Task details >>
Starting at the top of the rows and stopping after the line that contains "top-left (696, 562), bottom-right (1202, 800)", turn each line into an item on a numbered list. Skip blank lines and leave out the pictures.

## begin Given data

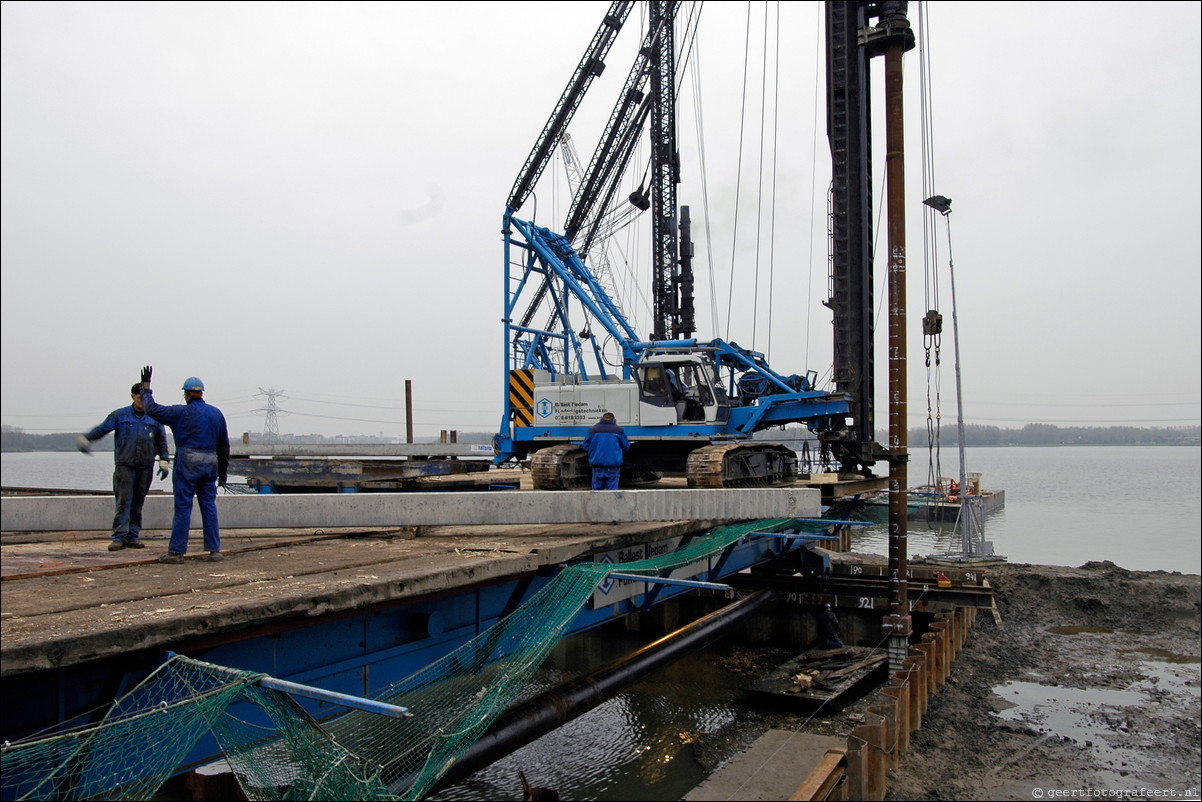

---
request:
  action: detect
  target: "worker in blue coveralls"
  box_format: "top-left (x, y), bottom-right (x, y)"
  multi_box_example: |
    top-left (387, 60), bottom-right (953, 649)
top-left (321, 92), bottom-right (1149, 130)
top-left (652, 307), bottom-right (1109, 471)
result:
top-left (584, 412), bottom-right (630, 491)
top-left (142, 366), bottom-right (230, 563)
top-left (77, 385), bottom-right (171, 552)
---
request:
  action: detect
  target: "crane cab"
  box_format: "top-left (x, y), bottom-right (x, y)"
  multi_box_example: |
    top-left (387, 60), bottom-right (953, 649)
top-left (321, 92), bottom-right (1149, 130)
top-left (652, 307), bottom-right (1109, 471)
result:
top-left (635, 355), bottom-right (731, 426)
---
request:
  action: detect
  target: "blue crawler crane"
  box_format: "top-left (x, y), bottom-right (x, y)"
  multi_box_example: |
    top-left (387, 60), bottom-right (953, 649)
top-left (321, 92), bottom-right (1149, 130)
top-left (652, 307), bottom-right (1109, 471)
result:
top-left (494, 1), bottom-right (852, 489)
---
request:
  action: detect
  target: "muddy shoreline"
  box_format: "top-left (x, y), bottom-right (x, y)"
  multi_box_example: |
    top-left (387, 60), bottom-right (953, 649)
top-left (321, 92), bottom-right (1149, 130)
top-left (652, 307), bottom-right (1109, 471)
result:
top-left (696, 562), bottom-right (1202, 800)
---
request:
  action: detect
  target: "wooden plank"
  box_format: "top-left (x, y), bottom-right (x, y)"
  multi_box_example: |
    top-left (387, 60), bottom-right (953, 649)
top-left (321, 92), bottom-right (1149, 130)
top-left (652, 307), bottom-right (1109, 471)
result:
top-left (789, 749), bottom-right (847, 802)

## end Given data

Solution to the exercise >>
1. ---
2. request:
3.   action: detect
4.   target: "worker in blue coveralls"
5.   box_format: "top-left (x, y), bottom-right (x, y)"
6.   multi_box_example: |
7.     top-left (387, 60), bottom-right (953, 649)
8. top-left (321, 92), bottom-right (1149, 130)
9. top-left (652, 307), bottom-right (1109, 471)
10. result:
11. top-left (584, 412), bottom-right (630, 491)
12. top-left (142, 366), bottom-right (230, 563)
13. top-left (77, 385), bottom-right (171, 552)
14. ---
15. request:
16.   action: detect
17.   target: "crane cab"
18.   box_format: "top-left (x, y), bottom-right (x, y)"
19.   multi_box_example: |
20.     top-left (387, 60), bottom-right (953, 649)
21. top-left (321, 92), bottom-right (1149, 130)
22. top-left (652, 307), bottom-right (1109, 471)
23. result:
24. top-left (635, 355), bottom-right (731, 426)
25. ---
26. request:
27.   action: detect
28.   target: "blue crawler crane"
29.   box_format: "top-left (x, y), bottom-right (x, y)"
30.   multi_box_example: |
31.     top-left (387, 60), bottom-right (953, 649)
32. top-left (321, 92), bottom-right (1149, 130)
33. top-left (652, 307), bottom-right (1109, 471)
34. result:
35. top-left (494, 1), bottom-right (852, 489)
36. ---
37. request:
38.   action: detect
39.   target: "muddy shoreline"
40.   box_format: "top-left (x, y), bottom-right (x, y)"
41.   multi_box_example: |
42.     top-left (387, 60), bottom-right (953, 649)
43. top-left (321, 92), bottom-right (1149, 130)
44. top-left (652, 307), bottom-right (1109, 471)
45. result:
46. top-left (696, 562), bottom-right (1202, 800)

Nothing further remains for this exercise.